SET EXERCISE - Copy the lines below verbatim, but only from the line containing "point like [171,201]." through the end of the data.

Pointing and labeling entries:
——
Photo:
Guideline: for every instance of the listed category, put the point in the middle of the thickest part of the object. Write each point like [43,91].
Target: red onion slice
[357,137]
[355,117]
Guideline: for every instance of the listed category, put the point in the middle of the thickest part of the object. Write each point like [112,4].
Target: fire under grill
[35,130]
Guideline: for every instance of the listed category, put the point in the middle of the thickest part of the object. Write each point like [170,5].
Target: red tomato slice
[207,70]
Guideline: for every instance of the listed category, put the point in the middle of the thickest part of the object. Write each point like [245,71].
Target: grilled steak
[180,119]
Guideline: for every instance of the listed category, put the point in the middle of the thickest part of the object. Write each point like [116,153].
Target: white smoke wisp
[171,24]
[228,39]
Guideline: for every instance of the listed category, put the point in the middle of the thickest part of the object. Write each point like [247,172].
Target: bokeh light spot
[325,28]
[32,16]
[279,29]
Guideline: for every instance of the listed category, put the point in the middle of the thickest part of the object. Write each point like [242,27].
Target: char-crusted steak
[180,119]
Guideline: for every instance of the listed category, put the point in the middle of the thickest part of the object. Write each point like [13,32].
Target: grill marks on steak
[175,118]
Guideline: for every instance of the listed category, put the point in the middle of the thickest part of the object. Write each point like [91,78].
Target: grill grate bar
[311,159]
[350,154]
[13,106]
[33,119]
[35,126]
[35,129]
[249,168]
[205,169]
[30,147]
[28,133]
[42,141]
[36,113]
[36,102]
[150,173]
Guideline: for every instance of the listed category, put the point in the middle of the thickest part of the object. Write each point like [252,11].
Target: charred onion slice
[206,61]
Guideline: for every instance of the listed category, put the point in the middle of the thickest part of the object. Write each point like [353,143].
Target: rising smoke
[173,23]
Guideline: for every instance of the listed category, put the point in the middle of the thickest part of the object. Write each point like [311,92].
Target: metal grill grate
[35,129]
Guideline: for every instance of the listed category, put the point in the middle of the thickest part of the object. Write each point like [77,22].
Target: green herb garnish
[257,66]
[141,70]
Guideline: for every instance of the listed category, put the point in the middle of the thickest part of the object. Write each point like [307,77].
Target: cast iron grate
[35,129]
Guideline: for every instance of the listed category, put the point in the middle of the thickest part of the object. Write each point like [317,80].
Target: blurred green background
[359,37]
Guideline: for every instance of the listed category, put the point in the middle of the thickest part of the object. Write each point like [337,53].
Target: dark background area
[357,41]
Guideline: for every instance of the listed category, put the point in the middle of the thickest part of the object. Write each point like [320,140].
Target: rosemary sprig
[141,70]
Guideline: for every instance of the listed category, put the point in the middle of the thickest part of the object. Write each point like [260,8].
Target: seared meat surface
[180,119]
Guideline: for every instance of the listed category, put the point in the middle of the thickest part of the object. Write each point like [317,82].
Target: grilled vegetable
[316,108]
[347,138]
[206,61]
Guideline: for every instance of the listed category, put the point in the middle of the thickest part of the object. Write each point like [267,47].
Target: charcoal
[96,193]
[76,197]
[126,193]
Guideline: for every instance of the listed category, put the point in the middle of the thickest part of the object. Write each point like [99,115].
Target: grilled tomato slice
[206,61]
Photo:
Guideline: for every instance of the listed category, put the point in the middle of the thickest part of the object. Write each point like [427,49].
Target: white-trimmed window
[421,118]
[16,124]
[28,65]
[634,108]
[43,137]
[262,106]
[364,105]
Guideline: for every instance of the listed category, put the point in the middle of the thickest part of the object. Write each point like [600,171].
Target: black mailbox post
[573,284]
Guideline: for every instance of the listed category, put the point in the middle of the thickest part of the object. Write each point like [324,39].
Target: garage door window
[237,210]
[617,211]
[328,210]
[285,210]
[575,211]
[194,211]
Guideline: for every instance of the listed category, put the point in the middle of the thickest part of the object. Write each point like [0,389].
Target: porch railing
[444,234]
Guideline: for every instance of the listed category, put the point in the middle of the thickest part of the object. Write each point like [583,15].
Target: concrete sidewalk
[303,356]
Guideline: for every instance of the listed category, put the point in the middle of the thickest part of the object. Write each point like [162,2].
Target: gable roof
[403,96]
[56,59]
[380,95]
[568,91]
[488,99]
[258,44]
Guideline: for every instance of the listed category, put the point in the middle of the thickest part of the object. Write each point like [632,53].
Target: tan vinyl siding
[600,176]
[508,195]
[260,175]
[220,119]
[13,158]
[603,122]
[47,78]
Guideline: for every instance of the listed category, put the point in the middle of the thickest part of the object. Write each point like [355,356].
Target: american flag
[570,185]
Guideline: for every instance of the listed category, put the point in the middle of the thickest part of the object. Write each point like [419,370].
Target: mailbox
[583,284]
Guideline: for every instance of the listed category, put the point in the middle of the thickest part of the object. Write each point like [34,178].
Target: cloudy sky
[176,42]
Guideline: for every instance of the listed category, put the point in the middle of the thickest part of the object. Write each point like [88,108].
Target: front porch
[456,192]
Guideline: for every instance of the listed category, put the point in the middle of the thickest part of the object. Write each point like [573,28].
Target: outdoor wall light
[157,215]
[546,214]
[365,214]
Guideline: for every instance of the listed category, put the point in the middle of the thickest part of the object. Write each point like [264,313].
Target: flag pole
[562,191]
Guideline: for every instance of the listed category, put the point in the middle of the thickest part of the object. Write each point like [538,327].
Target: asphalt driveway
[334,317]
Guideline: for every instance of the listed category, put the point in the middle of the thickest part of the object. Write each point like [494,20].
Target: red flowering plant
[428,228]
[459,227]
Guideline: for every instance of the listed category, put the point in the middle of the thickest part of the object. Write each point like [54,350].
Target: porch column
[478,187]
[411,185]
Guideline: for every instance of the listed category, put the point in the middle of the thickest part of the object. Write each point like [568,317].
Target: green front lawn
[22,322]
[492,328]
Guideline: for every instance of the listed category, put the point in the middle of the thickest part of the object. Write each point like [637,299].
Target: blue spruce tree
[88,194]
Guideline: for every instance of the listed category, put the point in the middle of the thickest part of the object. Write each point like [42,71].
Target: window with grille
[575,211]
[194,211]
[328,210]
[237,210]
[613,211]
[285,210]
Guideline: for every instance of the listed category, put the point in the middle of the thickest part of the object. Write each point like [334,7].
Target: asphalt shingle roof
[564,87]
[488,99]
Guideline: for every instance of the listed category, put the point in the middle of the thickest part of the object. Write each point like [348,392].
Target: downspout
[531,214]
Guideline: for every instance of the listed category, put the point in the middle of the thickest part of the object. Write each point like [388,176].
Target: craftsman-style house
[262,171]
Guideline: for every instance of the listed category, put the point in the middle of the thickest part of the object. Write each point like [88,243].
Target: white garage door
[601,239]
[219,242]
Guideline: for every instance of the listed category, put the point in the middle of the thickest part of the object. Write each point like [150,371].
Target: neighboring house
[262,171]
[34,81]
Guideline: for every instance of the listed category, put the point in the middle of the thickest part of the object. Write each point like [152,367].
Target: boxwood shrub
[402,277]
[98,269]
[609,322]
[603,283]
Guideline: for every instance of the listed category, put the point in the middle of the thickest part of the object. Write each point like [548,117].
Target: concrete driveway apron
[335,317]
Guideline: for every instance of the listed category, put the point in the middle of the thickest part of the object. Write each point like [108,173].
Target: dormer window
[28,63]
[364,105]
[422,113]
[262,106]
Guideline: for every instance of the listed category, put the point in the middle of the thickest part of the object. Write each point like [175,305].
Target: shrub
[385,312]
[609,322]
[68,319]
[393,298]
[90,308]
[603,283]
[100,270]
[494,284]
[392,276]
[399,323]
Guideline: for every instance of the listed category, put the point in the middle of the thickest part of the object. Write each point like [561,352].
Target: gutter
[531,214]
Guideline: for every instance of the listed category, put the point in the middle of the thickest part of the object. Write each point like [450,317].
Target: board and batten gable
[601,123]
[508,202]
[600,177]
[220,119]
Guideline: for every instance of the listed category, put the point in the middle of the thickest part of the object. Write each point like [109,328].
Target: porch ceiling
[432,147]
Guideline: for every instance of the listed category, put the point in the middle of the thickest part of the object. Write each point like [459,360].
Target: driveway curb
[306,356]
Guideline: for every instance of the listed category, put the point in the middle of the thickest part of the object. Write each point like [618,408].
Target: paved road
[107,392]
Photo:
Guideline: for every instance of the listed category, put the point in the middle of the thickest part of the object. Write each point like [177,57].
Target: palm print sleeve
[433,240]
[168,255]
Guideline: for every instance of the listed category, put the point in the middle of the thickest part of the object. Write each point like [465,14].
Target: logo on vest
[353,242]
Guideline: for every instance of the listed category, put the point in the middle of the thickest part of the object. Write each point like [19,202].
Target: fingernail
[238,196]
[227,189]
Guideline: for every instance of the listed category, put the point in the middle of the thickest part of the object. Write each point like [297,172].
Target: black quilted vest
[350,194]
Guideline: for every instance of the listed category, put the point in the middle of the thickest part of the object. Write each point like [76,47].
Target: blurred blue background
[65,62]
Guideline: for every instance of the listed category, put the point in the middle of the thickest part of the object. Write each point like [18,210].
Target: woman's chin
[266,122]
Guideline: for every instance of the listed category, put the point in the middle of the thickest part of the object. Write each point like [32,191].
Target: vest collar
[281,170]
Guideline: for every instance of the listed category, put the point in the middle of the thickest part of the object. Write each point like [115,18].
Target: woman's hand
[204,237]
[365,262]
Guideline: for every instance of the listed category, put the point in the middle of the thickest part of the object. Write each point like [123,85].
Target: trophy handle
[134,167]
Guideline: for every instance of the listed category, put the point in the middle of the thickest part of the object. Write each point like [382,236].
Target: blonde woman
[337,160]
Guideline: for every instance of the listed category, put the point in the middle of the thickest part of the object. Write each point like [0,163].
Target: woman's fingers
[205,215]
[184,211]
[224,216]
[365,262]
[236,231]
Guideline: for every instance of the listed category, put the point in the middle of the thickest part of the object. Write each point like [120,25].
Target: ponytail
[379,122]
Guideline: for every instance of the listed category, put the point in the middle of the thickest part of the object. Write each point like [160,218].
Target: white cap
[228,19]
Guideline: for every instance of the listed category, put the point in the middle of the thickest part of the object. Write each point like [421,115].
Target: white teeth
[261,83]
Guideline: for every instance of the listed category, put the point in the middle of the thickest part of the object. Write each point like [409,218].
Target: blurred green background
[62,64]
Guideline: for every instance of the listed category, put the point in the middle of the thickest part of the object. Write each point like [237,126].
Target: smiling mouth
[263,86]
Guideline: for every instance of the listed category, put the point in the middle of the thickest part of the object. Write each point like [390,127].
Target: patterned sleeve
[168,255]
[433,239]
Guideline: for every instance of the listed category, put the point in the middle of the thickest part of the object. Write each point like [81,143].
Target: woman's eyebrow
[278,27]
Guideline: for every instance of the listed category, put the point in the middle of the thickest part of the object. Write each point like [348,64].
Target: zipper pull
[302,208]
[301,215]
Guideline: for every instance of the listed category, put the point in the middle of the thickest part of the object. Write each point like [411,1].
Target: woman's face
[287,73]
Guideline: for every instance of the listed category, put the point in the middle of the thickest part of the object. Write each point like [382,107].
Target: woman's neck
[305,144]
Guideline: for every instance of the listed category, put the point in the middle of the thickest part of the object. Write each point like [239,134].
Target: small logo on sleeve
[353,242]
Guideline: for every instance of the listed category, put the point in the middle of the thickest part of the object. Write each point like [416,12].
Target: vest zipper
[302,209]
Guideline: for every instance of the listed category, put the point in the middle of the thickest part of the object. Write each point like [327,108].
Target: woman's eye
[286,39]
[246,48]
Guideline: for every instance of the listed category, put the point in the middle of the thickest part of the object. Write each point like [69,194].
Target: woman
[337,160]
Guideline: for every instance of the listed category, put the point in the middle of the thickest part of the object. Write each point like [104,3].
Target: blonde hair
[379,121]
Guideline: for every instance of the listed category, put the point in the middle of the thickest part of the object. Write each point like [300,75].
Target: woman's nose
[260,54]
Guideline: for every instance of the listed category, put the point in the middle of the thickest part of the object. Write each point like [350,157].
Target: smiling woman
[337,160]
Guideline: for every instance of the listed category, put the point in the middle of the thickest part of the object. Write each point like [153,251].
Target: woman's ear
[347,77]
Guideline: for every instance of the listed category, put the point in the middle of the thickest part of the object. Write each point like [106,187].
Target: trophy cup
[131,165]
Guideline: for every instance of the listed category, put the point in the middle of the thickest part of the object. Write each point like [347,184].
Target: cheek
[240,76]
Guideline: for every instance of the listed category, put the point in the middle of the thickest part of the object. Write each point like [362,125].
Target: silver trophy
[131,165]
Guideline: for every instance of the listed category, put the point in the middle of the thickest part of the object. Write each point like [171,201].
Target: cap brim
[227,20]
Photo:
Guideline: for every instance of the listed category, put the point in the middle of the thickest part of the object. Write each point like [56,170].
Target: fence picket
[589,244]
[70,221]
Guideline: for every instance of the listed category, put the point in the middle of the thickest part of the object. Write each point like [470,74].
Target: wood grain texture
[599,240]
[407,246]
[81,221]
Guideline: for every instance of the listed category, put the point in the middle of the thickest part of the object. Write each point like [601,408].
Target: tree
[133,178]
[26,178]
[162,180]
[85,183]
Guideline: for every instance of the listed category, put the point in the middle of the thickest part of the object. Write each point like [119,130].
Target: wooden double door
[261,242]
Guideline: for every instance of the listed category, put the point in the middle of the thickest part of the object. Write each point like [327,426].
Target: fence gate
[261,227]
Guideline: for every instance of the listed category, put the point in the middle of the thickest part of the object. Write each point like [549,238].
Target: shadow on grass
——
RESULT BELOW -
Guideline: for every instance of the listed category, put the point in the middle of the thickest part of the object. Write each point like [171,201].
Target: cap brim
[227,20]
Photo:
Guideline: for every instance of the listed category, put the point in the middle of the thickest part of the object. Write each point like [56,170].
Target: fence picket
[589,244]
[70,221]
Guideline: for every instance of the listed category, put the point in the middle of the thickest part of the object. Write each point like [470,74].
Target: wood grain texture
[599,240]
[407,246]
[81,221]
Guideline: for every instance of the listed category, put the point in the middle of the thickest part of the object. Write each point like [601,408].
Target: tree
[133,178]
[26,178]
[162,180]
[85,183]
Guideline: for every instance of the listed category, put the point in the middle of the thickest part of the object. Write each point like [119,130].
Target: wooden double door
[261,242]
Guideline: for every instance of the listed category, put the point in the middle of the thickest part of the object. Write each point like [327,426].
Target: fence gate
[261,227]
Guideline: for every instance of the listed category, put the point in the middle of the thickest part of the object. Write each point like [549,238].
Target: shadow on grass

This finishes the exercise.